# [Supplied text]
'''

The French government wouldn’t let the deal.

[01:15:33] Pierre Daillie: Yeah. They took an antitrust stance against it, right?

[01:15:36] Kim Shannon: Yes.

[01:15:36] Pierre Daillie: They didn’t want a foreigner owning one of their biggest enterprises, that’s right.

Kim-

[01:15:42] Kim Shannon: ‘Cause they’re very-

[01:15:43] Pierre Daillie: Yeah.

[01:15:43] Kim Shannon: … cost conscious and it was a very-

[01:15:45] Pierre Daillie: Yeah.

[01:15:45] Kim Shannon: … inexpensive way of buying [laughs] gas stations and they could try their hand at some retailing or they could let it go. They could have spun that part off.

[01:15:57] Pierre Daillie: Yeah. That was what they were afraid of in France, which is what, once they acquire this, what are they gonna do with it? Are they gonna take it apart? They’re always afraid of north American corporate raiders [laughs] coming along and undoing their, [laughs] undoing their social fabric. [laughs] So Kim this has been an amazing conversation.

[01:16:25] Kim Shannon: Yes. It is.

[01:16:25] Pierre Daillie: I wanna thank you very much for your time and your incredibly valuable insight. And it’s I’m excited for the opportunities that, that we’ve talked about today. I think it’s, I feel like Canada is, we’re, because we’ve talked about Canada, I feel like, this really is the greatest country in the world.

Yes, it is.

'''

# [Data to examine]
'''

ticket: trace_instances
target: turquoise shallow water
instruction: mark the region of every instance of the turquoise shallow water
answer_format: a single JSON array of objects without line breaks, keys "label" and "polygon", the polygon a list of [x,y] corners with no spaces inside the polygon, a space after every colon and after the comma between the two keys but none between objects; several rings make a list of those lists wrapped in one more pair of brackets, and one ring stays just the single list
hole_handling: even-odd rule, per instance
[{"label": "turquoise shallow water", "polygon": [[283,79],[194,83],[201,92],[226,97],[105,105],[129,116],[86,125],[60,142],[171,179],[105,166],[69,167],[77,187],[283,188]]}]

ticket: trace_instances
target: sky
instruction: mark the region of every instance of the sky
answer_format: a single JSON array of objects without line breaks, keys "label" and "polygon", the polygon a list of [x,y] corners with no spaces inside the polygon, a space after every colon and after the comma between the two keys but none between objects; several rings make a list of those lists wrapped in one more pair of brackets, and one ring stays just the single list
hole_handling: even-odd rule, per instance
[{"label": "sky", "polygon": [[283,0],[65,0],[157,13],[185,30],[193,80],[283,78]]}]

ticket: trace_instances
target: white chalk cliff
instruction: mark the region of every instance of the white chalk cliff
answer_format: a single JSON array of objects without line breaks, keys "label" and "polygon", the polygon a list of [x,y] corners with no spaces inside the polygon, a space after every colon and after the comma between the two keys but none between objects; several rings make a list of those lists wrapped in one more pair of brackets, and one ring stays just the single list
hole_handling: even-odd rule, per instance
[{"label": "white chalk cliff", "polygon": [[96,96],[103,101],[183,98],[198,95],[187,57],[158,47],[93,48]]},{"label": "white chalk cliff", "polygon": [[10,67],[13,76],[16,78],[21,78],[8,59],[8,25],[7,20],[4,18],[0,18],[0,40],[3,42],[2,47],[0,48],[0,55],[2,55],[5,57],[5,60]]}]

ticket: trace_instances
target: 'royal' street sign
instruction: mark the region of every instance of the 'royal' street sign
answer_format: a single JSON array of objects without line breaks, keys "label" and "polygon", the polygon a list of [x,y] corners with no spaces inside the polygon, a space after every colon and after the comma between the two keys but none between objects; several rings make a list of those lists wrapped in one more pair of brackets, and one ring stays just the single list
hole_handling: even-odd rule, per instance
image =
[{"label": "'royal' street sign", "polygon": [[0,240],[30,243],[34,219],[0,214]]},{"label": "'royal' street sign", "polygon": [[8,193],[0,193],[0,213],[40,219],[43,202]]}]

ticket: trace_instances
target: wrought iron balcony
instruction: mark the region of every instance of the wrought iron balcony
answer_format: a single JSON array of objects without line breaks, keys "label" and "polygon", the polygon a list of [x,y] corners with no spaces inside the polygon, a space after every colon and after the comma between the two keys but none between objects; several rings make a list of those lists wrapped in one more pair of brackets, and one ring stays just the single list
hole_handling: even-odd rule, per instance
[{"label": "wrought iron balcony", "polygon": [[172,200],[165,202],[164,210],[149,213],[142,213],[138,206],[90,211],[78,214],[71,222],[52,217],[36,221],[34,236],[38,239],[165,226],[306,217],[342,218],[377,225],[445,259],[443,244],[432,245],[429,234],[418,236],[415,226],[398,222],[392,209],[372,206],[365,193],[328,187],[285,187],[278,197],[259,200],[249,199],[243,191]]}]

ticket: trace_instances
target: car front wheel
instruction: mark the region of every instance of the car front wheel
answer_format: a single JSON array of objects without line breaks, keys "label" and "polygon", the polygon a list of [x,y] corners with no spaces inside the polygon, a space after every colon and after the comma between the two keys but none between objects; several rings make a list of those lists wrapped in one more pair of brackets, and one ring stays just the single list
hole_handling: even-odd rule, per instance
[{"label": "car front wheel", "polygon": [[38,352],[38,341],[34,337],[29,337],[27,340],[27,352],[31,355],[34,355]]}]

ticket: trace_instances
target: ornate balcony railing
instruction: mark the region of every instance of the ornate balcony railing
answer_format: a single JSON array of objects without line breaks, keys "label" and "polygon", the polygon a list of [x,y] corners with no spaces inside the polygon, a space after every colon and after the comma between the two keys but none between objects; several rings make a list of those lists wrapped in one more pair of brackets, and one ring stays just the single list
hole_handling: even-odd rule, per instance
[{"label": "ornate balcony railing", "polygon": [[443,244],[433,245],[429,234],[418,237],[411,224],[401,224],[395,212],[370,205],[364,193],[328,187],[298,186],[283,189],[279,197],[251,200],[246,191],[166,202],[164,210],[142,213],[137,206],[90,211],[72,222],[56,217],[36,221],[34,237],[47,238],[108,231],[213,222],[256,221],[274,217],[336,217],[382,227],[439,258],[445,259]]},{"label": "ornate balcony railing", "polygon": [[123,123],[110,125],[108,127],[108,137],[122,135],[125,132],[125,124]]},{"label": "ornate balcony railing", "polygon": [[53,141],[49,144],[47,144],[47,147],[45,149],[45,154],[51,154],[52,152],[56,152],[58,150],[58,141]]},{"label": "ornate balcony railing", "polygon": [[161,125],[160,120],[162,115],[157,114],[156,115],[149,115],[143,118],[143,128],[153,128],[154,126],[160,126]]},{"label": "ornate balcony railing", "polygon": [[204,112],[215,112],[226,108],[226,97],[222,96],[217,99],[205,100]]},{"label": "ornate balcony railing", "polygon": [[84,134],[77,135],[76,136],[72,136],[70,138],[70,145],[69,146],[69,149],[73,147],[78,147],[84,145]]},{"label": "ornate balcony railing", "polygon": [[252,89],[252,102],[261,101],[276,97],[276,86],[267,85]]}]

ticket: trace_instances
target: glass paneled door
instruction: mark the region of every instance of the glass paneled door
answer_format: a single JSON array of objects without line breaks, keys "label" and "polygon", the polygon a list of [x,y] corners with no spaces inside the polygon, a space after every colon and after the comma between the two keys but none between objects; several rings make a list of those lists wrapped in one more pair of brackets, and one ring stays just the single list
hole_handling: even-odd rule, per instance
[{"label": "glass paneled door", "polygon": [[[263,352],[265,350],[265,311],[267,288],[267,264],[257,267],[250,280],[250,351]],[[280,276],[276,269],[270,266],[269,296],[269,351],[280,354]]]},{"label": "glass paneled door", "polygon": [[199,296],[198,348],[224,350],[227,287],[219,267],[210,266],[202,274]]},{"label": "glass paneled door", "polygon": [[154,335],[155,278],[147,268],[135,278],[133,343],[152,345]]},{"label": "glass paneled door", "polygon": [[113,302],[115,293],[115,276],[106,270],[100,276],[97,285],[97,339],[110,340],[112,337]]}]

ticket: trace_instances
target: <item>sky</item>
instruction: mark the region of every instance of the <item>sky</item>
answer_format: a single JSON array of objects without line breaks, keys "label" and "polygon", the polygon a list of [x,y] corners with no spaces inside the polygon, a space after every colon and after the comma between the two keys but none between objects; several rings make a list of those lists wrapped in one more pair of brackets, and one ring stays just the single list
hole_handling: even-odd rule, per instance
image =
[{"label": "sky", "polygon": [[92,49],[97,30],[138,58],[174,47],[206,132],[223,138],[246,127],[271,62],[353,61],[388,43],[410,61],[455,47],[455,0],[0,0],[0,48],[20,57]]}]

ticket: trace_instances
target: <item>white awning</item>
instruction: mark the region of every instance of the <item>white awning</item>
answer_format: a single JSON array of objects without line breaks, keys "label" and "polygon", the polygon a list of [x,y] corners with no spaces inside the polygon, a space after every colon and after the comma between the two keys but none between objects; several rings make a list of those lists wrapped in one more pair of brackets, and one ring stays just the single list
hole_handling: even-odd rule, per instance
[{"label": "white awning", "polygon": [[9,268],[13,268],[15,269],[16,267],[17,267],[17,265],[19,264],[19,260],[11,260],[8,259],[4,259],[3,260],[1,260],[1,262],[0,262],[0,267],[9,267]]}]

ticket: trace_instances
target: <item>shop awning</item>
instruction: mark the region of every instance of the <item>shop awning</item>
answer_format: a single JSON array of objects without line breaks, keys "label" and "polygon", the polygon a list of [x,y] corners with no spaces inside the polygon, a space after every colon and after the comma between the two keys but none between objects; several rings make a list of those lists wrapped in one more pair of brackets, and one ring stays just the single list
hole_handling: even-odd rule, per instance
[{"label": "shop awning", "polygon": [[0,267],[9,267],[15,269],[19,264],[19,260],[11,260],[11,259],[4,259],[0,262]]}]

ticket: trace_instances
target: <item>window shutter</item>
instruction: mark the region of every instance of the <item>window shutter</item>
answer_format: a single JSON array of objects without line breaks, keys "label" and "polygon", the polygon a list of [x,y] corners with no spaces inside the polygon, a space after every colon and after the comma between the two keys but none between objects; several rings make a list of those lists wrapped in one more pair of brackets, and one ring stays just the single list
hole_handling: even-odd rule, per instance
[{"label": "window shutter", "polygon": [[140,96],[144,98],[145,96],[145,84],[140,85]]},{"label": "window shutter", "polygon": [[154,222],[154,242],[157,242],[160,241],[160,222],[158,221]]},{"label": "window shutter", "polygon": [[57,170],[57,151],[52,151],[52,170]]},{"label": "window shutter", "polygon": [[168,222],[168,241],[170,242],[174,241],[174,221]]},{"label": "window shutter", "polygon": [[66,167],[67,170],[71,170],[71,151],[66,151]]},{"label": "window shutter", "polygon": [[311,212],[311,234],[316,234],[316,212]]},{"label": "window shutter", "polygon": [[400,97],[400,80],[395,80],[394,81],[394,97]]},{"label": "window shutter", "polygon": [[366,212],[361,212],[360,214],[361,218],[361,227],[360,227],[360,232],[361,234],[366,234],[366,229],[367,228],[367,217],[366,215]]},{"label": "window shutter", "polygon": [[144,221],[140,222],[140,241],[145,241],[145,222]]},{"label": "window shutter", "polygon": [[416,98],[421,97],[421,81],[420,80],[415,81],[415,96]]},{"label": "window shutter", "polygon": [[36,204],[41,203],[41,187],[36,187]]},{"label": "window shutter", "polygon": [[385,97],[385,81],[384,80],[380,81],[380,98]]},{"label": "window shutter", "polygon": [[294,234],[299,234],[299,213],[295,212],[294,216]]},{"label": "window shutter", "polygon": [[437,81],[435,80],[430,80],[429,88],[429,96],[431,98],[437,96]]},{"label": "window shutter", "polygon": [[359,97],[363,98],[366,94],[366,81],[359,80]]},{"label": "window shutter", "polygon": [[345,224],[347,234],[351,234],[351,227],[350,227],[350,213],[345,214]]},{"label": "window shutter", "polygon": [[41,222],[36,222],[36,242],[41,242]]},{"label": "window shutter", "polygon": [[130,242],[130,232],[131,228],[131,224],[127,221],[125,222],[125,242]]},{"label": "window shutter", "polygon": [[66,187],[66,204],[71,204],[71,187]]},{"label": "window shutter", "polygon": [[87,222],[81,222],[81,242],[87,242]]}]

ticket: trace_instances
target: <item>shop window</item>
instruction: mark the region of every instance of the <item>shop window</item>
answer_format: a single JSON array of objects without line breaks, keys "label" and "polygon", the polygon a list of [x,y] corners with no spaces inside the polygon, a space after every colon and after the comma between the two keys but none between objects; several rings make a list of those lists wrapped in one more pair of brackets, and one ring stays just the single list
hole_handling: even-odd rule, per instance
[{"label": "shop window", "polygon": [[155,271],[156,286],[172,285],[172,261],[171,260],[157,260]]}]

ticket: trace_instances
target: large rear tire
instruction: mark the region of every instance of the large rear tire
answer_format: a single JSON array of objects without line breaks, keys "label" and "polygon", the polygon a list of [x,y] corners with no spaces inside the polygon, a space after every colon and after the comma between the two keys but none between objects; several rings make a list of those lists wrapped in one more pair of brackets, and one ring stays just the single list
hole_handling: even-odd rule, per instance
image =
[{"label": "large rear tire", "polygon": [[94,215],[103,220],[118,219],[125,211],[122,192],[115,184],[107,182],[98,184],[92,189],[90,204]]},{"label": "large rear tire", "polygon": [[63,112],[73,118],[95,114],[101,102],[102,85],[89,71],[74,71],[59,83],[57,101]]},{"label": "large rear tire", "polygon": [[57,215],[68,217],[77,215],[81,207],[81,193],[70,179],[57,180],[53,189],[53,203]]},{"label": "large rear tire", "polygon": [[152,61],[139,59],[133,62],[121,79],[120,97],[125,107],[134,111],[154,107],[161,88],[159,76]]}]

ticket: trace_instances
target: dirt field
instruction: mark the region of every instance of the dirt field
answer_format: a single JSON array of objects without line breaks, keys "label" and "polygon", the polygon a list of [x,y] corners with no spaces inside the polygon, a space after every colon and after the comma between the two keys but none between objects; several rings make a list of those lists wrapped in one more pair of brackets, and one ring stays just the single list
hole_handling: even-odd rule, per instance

'''

# [Task to complete]
Continue the interview transcript from its final line, keeping the same speakers and timestamp format. The data above is unrelated to the interview transcript and should be treated as separate material.

# [Response area]
[01:16:51] Pierre Daillie: I think this is for so many reasons, but I think this is a country where, so many people want to come and live here. And when I think about when I contemplate the immigration drive that’s happening in this country and the amount of capital that’s flowing to Canada, it’s hard not to be very optimistic in the near term, but also the long term for what the future holds for Canada as well.

[01:17:22] Kim Shannon: Awesome.

[01:17:23] Pierre Daillie: Thank you so much and I hope we’ll have you again, and we’ll be, next year we’ll be to talking with you about, about, getting an update from you about what’s going on and what coming.

[affirmative].

[01:17:37] Pierre Daillie: But Kim, once again, thank you. It’s been an honor and it’s been great to have you.

[01:17:42] Kim Shannon: Thank you. It was great questions. It was a lot of fun. I’d love to do it again.

[01:17:46] Pierre Daillie: Thank you.

[01:17:47] Kim Shannon: Bye.

[01:17:47] Pierre Daillie: I look forward to it.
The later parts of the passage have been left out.